-- start of Provided records --

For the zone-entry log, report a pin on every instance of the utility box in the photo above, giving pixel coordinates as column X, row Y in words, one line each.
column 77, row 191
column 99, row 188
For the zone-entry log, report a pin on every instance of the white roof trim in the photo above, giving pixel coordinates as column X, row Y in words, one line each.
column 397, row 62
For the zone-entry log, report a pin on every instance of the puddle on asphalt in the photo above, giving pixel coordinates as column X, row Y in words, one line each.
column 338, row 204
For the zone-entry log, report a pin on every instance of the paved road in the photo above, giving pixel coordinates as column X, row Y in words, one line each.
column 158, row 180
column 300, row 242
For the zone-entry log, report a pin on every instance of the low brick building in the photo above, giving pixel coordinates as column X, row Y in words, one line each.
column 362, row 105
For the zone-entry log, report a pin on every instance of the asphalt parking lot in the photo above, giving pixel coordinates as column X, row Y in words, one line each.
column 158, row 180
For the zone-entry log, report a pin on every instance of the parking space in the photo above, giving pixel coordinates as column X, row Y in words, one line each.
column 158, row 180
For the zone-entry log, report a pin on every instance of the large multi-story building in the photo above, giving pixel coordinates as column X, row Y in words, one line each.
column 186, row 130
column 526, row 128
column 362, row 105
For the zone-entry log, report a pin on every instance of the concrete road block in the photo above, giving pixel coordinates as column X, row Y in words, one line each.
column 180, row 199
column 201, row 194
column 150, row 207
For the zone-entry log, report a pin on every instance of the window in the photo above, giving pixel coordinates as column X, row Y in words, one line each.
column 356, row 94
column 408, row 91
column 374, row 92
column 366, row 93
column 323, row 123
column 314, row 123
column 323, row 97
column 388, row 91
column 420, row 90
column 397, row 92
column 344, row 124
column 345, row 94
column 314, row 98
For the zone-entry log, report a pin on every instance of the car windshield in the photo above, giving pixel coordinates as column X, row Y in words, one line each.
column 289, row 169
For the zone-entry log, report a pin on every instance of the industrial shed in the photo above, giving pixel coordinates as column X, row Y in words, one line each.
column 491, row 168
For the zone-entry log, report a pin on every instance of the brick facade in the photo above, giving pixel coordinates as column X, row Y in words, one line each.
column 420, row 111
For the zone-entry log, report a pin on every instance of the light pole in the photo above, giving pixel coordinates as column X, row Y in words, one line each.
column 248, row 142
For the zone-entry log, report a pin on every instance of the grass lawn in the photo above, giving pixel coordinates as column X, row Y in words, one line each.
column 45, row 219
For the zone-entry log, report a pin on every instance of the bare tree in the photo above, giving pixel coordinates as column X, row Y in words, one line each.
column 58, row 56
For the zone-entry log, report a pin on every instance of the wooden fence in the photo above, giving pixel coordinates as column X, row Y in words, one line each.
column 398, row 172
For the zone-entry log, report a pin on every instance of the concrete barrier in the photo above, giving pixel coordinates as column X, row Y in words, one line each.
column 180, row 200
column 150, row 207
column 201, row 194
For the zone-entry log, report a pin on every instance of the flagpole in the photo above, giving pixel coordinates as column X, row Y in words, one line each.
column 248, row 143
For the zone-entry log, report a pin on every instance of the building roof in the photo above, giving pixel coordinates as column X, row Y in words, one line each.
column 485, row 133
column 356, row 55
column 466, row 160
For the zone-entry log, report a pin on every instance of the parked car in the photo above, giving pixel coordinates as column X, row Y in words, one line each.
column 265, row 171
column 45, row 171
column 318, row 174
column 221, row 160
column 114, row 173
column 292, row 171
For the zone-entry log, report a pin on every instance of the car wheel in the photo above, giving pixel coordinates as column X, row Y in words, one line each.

-- end of Provided records --

▸ What the task asks: Restate every entry word for word.

▸ Exercise output:
For the zone-entry log, report a pin on every instance of the utility box in the photo above, giving pixel coordinates as column X, row Y in words, one line each.
column 77, row 191
column 99, row 188
For the zone-entry log, report a pin on every instance of the white roof trim in the photo above, giving pixel coordinates as column X, row Y in words, one line each.
column 397, row 62
For the zone-entry log, report a pin on every instance of the puddle on asphalt in the photo above, giving pixel coordinates as column X, row Y in words, one line each.
column 338, row 204
For the zone-entry log, report a pin on every instance of the paved road in the photo above, giving pixel coordinates as column X, row Y in words, one line each.
column 158, row 180
column 300, row 242
For the zone-entry log, report a pin on every instance of the low brick building in the photo above, giving pixel coordinates as column X, row Y in words, one line each.
column 362, row 105
For the zone-entry log, report a pin on every instance of the asphalt parking lot in the photo above, giving pixel coordinates as column X, row Y in words, one line each.
column 158, row 180
For the zone-entry log, report a pin on every instance of the parking space in the photo above, giving pixel coordinates as column X, row Y in words, one line each.
column 158, row 180
For the zone-entry log, report a pin on every instance of the large multi-story building in the photo above, giving pixel coordinates as column X, row Y in words, one line each.
column 186, row 130
column 526, row 128
column 362, row 105
For the zone-entry log, report a pin on every instance of the concrete road block in the photo above, giving pixel coordinates as column X, row Y in words, one line each.
column 180, row 199
column 201, row 194
column 150, row 207
For the zone-entry log, report a pin on every instance of the window in the photo above, giving pixel coordinates as column X, row Y in words, one line each.
column 356, row 94
column 408, row 91
column 374, row 92
column 366, row 93
column 323, row 123
column 314, row 123
column 323, row 97
column 388, row 91
column 420, row 90
column 397, row 92
column 344, row 124
column 345, row 94
column 314, row 98
For the zone-entry log, report a pin on every instance of the car windshield in the photo above, giving pixel coordinates as column X, row Y in words, one line each.
column 289, row 169
For the zone-entry log, report a pin on every instance of the industrial shed in the photo above, giving pixel coordinates as column X, row Y in words, one line each.
column 491, row 168
For the zone-entry log, report a pin on every instance of the brick facade in the photo above, giving pixel coordinates as column X, row Y in words, one line each.
column 420, row 111
For the zone-entry log, report a pin on every instance of the light pole in the photo above, giving pixel coordinates as column X, row Y in words, one line each.
column 248, row 142
For the zone-entry log, report a pin on every instance of the grass lawn in the photo above, giving pixel coordinates as column X, row Y in words, one line each.
column 45, row 219
For the zone-entry log, report a pin on every instance of the bare tree in the photo above, giving pixel coordinates as column X, row Y in words, one line each.
column 58, row 56
For the zone-entry log, report a pin on every instance of the wooden fence in the photo above, giving pixel coordinates as column X, row Y in words, one line each.
column 398, row 172
For the zone-entry log, report a pin on every instance of the concrete barrier in the photo above, giving pixel coordinates as column X, row Y in words, one line each.
column 180, row 200
column 150, row 207
column 201, row 194
For the zone-entry log, report a pin on every instance of the flagpole in the photo above, giving pixel coordinates as column X, row Y in words, one line each.
column 248, row 143
For the zone-entry log, report a pin on every instance of the building roof in the photo above, giving pixel coordinates as column X, row Y in words, one line each.
column 485, row 133
column 356, row 55
column 466, row 160
For the zone-entry log, report a pin on every instance of the parked car in the photo above, giving pixel coordinates as column X, row Y in words, one line each.
column 265, row 171
column 45, row 171
column 318, row 174
column 221, row 160
column 114, row 173
column 292, row 171
For the zone-entry log, report a pin on every instance of the car wheel in the photo above, giving pixel coordinates as column X, row Y in words, one line each.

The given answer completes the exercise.